*GIVEN PROBLEM*
Reproduce each of the rows below word for word, keeping every line, character, and line break unchanged.

*DATASET EXCERPTS*
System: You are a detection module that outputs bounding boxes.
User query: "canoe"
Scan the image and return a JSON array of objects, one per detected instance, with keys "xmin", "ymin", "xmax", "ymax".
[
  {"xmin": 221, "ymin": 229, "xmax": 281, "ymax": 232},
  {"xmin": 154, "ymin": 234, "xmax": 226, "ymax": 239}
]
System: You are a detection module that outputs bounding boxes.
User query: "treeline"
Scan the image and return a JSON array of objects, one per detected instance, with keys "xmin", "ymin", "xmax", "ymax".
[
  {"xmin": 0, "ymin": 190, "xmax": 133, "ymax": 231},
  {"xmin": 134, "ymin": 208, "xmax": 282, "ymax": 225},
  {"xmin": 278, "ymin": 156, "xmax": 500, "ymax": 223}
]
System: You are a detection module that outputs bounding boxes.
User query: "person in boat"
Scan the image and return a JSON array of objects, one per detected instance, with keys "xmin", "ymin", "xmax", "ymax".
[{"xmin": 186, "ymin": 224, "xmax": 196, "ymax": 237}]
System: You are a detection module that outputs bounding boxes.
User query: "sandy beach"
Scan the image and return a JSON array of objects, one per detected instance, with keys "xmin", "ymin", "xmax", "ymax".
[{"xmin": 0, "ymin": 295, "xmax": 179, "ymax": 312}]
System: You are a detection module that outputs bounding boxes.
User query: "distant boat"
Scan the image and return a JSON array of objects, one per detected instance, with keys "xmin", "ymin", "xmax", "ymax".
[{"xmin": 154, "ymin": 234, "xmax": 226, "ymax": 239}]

*EXERCISE RESPONSE*
System: You are a detection module that outputs bounding boxes.
User query: "canoe"
Scan the image and return a JSON array of objects, one per detected instance, with keys "xmin", "ymin", "xmax", "ymax".
[
  {"xmin": 221, "ymin": 229, "xmax": 281, "ymax": 232},
  {"xmin": 154, "ymin": 234, "xmax": 226, "ymax": 239}
]
System: You are a detection module that outputs bounding boxes.
User query: "treeline"
Scan the image and return a JSON array of objects, one per detected instance, with keys "xmin", "ymin", "xmax", "ymax".
[
  {"xmin": 0, "ymin": 190, "xmax": 133, "ymax": 231},
  {"xmin": 134, "ymin": 208, "xmax": 282, "ymax": 225},
  {"xmin": 278, "ymin": 156, "xmax": 500, "ymax": 223}
]
System: You are a detection module that outputs bounding boxes.
User query: "person in boat"
Scan the image and return a JSON array of objects, one per detected instance, with keys "xmin", "ymin", "xmax", "ymax".
[{"xmin": 186, "ymin": 224, "xmax": 196, "ymax": 237}]
System: You are a detection module that outputs bounding boxes.
User query: "sandy beach"
Scan the image and return a JSON array of objects, one per detected instance, with keys "xmin", "ymin", "xmax", "ymax".
[{"xmin": 0, "ymin": 295, "xmax": 179, "ymax": 312}]
System: You are a detection module that outputs bounding boxes.
User query: "distant boat"
Scan the image and return a JSON array of objects, one per detected instance, with keys "xmin", "ymin", "xmax", "ymax".
[{"xmin": 154, "ymin": 234, "xmax": 226, "ymax": 239}]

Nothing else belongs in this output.